[Text provided]
I think it was Mark Owen, WBS. Jason Orange probably still can go incognito.
If “Wearing My Rolex” (which this isn’t a patch on) didn’t reach #2, would “Bonkers exist? Feedback cycle a hoy.
Meh.
I really like this! [8]. So much better than “Bonkers” it’s not funny. Take That should do a track called “Wiley” now.
AHHHHHH THIS IS GREAT.
And yes, way way WAY better than “Bonkers.” But I like the rest of Tongue ‘n’ Cheek/i> a ton.
I’m really not sure about this one anymore – they way he pronounces ‘MEMBA OF THUR GROOOP’ is amazing obv but I think the choppiness loses a lot of momentum (that is by no means impossible to maintain in a choppy-themed track, cf Windowlicker).

[Required action A] Check each statement against the comment thread and answer yes or no, quoting the words from the thread that settle it. (i) One commenter rates the track 8. (ii) A commenter calls the track worse than "Bonkers." (iii) The final commenter cites Windowlicker as a choppy track that keeps its momentum.
[Required action B] Print the part of the comment thread starting with "I think it was" and going on through "Cheek/i> a ton.".
[Required action C] Proceed with the comment thread about the track, picking up after its last comment.

[Study material]
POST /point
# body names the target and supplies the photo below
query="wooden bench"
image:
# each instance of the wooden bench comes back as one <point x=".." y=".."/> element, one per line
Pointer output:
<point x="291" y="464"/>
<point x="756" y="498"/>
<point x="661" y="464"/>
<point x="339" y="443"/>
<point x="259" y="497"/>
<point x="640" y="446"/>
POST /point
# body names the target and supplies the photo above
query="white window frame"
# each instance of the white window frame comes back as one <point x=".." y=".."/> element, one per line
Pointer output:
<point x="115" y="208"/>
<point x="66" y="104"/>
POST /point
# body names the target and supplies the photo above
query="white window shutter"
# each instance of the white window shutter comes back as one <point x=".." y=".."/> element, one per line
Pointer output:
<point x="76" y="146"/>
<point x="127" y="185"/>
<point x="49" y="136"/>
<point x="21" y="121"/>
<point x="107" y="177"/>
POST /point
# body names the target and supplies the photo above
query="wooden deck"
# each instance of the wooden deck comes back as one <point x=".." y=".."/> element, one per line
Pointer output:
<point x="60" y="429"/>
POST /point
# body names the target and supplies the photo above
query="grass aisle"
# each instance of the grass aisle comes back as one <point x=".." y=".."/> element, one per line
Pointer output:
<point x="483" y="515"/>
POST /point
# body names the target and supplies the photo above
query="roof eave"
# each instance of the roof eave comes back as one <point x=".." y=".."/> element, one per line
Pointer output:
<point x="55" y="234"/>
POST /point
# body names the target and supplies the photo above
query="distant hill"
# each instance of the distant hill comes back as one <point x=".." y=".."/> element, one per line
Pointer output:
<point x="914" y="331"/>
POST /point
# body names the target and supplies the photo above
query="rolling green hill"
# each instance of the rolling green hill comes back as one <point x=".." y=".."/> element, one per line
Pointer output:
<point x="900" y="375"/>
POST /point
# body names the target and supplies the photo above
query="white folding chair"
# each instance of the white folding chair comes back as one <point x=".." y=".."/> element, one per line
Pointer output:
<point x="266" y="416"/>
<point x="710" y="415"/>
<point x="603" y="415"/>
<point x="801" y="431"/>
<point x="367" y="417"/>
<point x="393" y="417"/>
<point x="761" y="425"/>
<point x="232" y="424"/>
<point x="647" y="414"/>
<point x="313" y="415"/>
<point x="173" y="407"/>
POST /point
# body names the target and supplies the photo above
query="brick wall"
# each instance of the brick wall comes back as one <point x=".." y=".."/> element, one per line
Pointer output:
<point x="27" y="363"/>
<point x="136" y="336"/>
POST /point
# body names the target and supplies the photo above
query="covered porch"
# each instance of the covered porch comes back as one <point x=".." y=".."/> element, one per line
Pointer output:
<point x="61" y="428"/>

[Task output A]
(i) Yes: "I really like this! [8]."
(ii) No: "And yes, way way WAY better than “Bonkers.”"
(iii) Yes: "(that is by no means impossible to maintain in a choppy-themed track, cf Windowlicker)"

[Task output B]
I think it was Mark Owen, WBS. Jason Orange probably still can go incognito.
If “Wearing My Rolex” (which this isn’t a patch on) didn’t reach #2, would “Bonkers exist? Feedback cycle a hoy.
Meh.
I really like this! [8]. So much better than “Bonkers” it’s not funny. Take That should do a track called “Wiley” now.
AHHHHHH THIS IS GREAT.
And yes, way way WAY better than “Bonkers.” But I like the rest of Tongue ‘n’ Cheek/i> a ton.

[Task output C]
[…] Money ft. Lloyd – BedRock [6] Vampire Weekend – Cousins [8] Wiley & Chew Fu – Take That [8] Los Campesinos! – Romance is Boring [9] Gil Scott-Heron – Me and the Devil [10] […]
OMG How did I miss this one when you reviewed it?? this is HUGE.
Production is top notch but why oh why oh why is Wiley repeating the same stuff – The lyrics just become a prolonged “Shout out to…”
Wiley, lyrically, even if he wanted to appeal to the “one-liner”mainstream, is far wittier and better than this.